WHAT YOU ARE ASKED TO DO
Each line below is to be written out in full, exactly as shown.

PROVIDED ENTRIES
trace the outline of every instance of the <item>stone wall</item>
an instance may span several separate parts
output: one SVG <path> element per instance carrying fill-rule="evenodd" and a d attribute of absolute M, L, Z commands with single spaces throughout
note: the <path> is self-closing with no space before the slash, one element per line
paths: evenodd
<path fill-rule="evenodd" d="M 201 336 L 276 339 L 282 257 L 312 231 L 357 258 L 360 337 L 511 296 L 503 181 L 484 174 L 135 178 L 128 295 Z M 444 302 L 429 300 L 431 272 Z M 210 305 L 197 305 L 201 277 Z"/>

EXERCISE SOLUTION
trace the outline of every instance of the <item>stone wall</item>
an instance may span several separate parts
output: one SVG <path> element per instance carrying fill-rule="evenodd" and a d attribute of absolute M, L, Z commands with single spaces throughout
note: the <path> is self-closing with no space before the slash, one element per line
paths: evenodd
<path fill-rule="evenodd" d="M 201 336 L 276 339 L 282 257 L 312 231 L 357 258 L 360 337 L 511 296 L 503 181 L 484 174 L 135 178 L 128 295 Z M 444 302 L 429 300 L 431 272 Z M 210 305 L 197 305 L 201 277 Z"/>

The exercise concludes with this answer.